GOAL OF THE EXERCISE:
Could you format the items as a numbered list with blank lines omitted, starting at the first line and ending at the line containing "Query: tile roof"?

(Named region outline items)
☆ ☆ ☆ ☆ ☆

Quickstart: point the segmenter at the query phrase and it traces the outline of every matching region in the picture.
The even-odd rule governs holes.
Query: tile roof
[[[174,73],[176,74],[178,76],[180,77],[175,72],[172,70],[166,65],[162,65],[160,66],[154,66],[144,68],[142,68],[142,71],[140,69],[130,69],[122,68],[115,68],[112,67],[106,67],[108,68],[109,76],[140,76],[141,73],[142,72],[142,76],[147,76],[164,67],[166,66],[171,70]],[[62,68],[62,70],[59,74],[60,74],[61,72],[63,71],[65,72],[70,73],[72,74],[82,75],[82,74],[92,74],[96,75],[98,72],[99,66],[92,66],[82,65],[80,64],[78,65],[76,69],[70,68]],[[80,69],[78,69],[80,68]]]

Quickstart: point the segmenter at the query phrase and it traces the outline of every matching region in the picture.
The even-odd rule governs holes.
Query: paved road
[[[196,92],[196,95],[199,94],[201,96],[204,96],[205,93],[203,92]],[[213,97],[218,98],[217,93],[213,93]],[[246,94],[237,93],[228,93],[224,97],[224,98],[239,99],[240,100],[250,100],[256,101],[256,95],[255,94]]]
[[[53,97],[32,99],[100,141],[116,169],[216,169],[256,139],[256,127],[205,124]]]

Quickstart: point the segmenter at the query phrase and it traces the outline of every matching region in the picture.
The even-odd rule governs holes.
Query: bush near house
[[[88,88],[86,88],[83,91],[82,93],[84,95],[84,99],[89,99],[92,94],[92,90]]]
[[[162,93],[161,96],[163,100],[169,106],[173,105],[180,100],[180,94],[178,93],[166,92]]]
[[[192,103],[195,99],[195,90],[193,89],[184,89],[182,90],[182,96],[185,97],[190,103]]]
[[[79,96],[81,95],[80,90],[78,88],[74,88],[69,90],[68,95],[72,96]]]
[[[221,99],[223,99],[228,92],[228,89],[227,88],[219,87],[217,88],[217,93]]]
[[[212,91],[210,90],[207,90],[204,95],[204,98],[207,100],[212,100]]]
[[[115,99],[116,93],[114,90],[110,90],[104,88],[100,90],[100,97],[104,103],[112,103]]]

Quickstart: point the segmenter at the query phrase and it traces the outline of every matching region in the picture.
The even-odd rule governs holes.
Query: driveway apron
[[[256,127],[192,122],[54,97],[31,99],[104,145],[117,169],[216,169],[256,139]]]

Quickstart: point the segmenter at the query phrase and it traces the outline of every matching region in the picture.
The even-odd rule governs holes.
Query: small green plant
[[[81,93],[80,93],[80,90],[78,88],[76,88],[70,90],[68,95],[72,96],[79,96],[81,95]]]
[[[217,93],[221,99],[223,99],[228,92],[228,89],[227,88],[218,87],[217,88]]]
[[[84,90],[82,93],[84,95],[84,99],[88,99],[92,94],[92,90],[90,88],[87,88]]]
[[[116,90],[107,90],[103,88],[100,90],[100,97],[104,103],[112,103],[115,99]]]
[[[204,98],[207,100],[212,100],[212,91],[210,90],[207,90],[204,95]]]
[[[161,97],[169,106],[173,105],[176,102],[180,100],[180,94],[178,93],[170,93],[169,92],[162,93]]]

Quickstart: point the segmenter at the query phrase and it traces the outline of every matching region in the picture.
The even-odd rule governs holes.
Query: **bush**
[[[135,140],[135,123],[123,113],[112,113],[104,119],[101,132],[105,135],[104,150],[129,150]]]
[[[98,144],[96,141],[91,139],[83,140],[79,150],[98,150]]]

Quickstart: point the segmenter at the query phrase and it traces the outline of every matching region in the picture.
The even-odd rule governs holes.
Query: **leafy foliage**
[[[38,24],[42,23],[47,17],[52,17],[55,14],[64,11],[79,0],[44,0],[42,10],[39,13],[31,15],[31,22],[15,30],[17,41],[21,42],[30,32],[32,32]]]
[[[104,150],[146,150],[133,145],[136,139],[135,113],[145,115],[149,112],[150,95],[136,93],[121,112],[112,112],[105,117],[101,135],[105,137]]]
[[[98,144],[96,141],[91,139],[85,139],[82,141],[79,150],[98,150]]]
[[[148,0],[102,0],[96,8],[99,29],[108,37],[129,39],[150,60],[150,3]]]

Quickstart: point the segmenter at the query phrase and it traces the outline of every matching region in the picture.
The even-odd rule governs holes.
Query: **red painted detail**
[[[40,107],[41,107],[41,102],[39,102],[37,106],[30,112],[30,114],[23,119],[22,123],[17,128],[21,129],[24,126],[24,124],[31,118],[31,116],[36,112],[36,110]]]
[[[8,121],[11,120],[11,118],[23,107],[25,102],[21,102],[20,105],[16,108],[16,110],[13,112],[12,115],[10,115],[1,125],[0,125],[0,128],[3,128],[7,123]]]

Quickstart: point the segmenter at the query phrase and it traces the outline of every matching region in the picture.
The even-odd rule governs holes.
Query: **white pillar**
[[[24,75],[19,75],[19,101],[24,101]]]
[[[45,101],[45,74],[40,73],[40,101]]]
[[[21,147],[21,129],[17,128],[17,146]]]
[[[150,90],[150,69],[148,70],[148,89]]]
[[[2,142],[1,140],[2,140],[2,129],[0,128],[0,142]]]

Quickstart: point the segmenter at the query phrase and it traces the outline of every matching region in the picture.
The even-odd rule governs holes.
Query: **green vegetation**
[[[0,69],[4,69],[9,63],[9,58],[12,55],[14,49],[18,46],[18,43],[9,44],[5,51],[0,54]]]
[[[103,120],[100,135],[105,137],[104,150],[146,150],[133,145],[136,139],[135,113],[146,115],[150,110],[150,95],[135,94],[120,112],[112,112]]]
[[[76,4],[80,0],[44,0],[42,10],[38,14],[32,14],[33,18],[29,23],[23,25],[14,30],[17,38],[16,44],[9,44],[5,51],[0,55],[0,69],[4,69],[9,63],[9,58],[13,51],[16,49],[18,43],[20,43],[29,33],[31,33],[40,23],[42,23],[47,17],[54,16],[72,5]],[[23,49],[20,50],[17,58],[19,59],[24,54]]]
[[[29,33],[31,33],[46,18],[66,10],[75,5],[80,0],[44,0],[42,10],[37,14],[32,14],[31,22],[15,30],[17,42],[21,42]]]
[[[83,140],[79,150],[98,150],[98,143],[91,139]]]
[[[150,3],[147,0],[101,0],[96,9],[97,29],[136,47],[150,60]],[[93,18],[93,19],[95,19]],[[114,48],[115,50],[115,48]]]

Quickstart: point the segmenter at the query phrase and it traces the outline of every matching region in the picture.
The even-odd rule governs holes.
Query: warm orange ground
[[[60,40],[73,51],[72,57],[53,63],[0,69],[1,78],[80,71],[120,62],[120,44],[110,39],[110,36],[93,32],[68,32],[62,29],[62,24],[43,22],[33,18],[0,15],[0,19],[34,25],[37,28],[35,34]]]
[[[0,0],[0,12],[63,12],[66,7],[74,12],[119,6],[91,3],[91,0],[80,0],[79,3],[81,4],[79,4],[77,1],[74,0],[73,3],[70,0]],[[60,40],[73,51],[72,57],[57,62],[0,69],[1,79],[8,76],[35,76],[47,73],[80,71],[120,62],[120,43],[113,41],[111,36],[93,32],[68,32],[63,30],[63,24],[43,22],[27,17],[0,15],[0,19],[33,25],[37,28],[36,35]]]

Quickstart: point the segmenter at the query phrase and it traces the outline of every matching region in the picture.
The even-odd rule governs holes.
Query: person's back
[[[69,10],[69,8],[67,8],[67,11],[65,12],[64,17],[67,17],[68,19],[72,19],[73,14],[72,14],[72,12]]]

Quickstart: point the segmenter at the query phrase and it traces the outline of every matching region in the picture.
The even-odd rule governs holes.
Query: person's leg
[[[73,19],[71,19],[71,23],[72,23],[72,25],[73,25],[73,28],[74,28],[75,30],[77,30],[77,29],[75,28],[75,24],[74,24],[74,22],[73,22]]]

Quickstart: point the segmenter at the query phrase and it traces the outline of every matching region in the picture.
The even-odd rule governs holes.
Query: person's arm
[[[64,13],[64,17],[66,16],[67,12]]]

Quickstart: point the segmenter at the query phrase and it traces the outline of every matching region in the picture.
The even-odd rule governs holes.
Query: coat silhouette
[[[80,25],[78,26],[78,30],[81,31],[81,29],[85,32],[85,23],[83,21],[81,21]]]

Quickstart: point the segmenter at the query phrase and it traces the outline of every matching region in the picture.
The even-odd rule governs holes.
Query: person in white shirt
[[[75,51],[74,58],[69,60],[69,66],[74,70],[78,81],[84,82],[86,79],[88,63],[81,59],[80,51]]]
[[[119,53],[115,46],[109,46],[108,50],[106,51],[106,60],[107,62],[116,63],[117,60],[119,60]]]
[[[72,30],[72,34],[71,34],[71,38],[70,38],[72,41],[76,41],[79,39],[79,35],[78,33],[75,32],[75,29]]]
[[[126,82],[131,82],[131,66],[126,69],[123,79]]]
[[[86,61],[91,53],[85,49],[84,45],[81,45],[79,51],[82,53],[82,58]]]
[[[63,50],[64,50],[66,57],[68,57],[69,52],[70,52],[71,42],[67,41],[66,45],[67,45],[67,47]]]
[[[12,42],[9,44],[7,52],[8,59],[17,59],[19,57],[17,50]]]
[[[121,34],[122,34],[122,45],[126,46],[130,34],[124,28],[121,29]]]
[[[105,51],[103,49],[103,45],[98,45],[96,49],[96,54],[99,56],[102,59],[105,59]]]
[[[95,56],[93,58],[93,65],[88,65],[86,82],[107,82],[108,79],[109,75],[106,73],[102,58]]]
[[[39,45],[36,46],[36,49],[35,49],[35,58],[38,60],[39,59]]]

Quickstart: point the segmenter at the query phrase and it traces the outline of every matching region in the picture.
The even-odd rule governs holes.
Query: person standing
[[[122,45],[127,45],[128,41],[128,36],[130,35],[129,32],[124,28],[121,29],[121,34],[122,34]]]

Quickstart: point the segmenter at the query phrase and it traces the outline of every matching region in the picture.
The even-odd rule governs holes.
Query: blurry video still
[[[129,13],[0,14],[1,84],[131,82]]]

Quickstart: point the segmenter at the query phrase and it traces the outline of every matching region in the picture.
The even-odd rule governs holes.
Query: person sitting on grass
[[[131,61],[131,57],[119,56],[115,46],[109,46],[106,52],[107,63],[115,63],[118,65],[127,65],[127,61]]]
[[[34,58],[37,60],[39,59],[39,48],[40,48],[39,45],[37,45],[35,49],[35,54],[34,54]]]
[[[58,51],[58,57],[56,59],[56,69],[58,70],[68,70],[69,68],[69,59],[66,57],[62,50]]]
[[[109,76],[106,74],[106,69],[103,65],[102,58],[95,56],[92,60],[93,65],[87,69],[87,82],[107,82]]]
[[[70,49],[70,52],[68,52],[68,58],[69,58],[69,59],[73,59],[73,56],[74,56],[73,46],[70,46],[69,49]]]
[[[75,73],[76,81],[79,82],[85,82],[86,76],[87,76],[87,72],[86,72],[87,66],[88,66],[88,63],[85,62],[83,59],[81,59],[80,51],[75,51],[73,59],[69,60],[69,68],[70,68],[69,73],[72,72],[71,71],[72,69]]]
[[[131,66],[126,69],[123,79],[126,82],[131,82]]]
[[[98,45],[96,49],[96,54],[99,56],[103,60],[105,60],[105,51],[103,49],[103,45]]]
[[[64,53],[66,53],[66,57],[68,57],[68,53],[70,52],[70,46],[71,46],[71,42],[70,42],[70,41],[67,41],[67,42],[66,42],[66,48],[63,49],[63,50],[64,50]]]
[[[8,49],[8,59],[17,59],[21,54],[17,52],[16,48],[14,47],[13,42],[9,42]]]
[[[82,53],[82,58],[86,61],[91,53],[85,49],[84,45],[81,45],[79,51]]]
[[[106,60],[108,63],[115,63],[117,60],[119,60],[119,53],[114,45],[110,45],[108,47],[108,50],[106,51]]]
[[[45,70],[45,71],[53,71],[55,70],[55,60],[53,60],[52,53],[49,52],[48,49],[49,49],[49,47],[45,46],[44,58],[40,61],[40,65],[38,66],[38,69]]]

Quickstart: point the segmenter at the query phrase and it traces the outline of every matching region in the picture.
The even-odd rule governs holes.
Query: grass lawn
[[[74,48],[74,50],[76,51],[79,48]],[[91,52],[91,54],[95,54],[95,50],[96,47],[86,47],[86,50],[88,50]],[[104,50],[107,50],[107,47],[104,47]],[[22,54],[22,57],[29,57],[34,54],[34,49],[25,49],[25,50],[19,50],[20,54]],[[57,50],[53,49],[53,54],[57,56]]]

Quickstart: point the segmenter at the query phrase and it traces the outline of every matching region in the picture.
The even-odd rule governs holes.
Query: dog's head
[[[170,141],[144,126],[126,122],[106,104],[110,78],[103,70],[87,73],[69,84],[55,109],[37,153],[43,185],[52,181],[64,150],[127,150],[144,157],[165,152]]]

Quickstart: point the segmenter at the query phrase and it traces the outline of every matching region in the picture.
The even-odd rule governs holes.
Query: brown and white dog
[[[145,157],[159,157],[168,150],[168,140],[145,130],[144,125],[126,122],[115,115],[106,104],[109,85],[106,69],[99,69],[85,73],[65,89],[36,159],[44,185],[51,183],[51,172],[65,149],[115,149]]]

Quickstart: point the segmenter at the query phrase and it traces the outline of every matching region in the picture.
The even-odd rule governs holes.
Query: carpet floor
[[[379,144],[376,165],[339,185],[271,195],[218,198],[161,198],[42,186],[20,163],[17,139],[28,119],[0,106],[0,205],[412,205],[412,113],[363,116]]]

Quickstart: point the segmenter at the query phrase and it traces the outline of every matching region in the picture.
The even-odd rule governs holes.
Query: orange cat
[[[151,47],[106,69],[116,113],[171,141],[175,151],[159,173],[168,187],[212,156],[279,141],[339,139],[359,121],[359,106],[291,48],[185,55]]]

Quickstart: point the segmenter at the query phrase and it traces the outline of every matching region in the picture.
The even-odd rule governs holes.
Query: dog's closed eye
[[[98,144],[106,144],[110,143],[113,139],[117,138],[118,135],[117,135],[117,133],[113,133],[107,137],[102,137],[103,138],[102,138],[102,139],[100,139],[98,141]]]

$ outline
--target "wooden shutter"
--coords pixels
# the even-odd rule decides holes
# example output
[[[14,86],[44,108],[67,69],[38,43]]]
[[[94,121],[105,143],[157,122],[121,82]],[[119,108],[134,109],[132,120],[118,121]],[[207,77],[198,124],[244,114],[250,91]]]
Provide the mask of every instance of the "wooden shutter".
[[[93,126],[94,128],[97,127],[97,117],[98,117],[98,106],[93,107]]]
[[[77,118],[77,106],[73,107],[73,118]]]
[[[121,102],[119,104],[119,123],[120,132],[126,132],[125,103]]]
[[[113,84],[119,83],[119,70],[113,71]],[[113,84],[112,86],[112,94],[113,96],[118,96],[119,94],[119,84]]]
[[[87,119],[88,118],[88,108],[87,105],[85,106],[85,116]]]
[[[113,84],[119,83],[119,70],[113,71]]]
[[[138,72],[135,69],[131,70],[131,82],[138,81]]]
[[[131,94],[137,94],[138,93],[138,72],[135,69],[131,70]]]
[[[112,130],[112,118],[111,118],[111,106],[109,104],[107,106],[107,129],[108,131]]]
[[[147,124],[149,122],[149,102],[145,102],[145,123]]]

☆ ☆ ☆ ☆ ☆

CORRECT RESPONSE:
1. Quickstart: point the segmenter at the query phrase and it traces the outline of every matching region in the picture.
2. The even-odd rule governs holes.
3. Query: tile roof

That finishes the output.